• _The exercise_: Quote every line of the entries below verbatim. Omit the pictures from your output.

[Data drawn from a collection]
-- BEGIN --

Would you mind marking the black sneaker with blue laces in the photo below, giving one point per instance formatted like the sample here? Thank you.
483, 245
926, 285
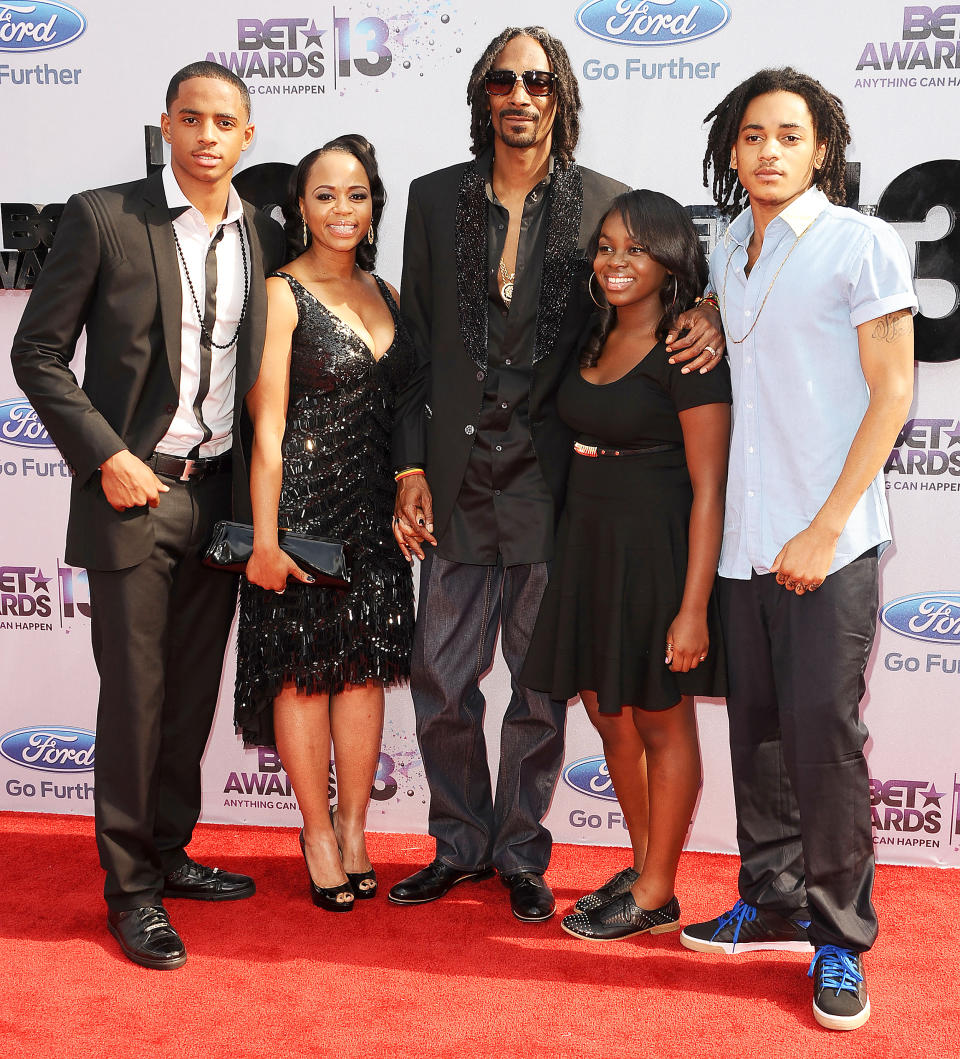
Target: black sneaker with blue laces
839, 992
748, 929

-- END --

• _Completed task_:
Would you mind marking the black sneaker with blue laces in the photo below, giving one point per instance formatted like the sample here? Thank you.
483, 245
926, 285
Target: black sneaker with blue laces
839, 992
748, 929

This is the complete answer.